== GIVEN RECORDS

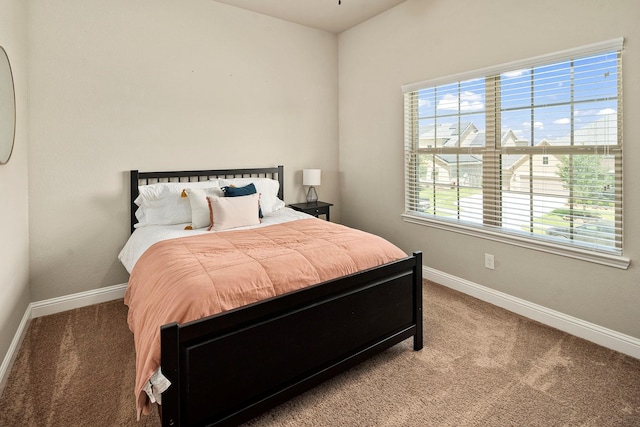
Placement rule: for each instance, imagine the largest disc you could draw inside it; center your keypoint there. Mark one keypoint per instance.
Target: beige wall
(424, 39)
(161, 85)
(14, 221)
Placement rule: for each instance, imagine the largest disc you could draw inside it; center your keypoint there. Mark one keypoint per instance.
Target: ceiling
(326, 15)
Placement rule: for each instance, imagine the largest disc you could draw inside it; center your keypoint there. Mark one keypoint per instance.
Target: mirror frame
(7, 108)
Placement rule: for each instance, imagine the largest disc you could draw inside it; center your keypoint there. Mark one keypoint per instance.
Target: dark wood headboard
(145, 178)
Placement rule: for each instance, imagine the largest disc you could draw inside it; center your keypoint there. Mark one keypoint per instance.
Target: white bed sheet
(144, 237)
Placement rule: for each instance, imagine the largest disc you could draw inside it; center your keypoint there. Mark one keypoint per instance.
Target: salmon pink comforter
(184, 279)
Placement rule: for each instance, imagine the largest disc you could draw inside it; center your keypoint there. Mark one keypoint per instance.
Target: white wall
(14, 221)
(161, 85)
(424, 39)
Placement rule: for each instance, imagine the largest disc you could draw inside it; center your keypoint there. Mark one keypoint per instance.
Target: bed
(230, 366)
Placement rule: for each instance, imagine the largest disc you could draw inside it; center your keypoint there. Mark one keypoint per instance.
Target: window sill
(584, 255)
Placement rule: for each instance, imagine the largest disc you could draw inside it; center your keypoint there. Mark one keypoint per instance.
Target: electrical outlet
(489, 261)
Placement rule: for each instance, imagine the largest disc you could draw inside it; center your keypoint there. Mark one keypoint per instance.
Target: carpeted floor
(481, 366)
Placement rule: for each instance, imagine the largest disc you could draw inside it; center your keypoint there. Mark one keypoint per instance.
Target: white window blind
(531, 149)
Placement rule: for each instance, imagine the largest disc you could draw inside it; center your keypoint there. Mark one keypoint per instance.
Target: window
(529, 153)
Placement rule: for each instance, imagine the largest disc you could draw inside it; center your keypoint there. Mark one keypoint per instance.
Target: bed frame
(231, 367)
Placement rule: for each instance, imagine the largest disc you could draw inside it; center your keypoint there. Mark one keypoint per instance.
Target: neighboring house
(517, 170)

====

◆ TASK DETAILS ◆
Please set down each line of the data above exactly as written, without the pictures.

◆ FULL SOLUTION ◆
Placement rule: for each instance, imagine the largest disc you could draw inside it; center your keypoint there. Mark one keypoint per instance.
Target: beige wall
(424, 39)
(161, 85)
(14, 221)
Placement rule: for each instance, imagine the largest disc you could draw inside it; center your keypoint there. Mark one keypoint per instance.
Target: ceiling
(326, 15)
Placement rule: for each instance, imagine the largest disc you could draw inside it; center your keypoint there. Mark one keypoint per instance.
Target: mirror frame
(7, 108)
Placement rule: for each instance, imagine the largest disc you could draw inside it; center your keypoint there. Mark one keypoint per instance.
Target: dark wood headboard
(145, 178)
Placement rule: for each instance, imagine the largest disc you could draw inside it; center your keypoint there. Mark one keypoint per instance.
Target: white bed sheet
(144, 237)
Placement rule: for each instance, imagine the largest disc you could draw inside it; center your keypoint there. Mark one keypoint per instance.
Target: salmon pink comforter
(184, 279)
Placement rule: for each instance, imagine the largest disc you could draw inside it; center your keypoint there. Mark one keypoint per instance.
Target: white wall
(14, 221)
(161, 85)
(424, 39)
Placement rule: for each instance, imagine the largest disc you could draw inside it; center your keypoint there. Mark one keypoint per instance.
Target: bed
(230, 366)
Placement rule: for each instance, imagine the largest disc you could draw inside it; center your keypoint there. Mark one keypoint per instance.
Target: window sill
(584, 255)
Placement rule: for each instance, imagine the largest disc you could draw inside it; center your keypoint there. Mark one keypoint per instance.
Target: electrical outlet
(489, 261)
Placement rule: for each instance, imagine the largest disc you could draw inside it; center your keypoint there. Mark one keypoint per instance.
Target: carpeted floor
(481, 366)
Placement rule: for each instance, imagine the largest disc you could draw inside it; center your keypoint there. Mark one keypoint per instance.
Target: white window blind
(531, 149)
Placement rule: for each instance, imagine the largest disc you could draw inside it; center your keypoint there. Mark one keypoint per instance.
Target: window
(529, 153)
Placement rule: for each instance, imagine the largest disc you could draw inside it; center your keypoint there. Mark one keypoint per instance.
Target: bed frame
(231, 367)
Placement rule: for each instance, imagine the largest disc you could draw inside it; center your keypoint there. Mark one keypoint per instance.
Target: neighboring house
(517, 170)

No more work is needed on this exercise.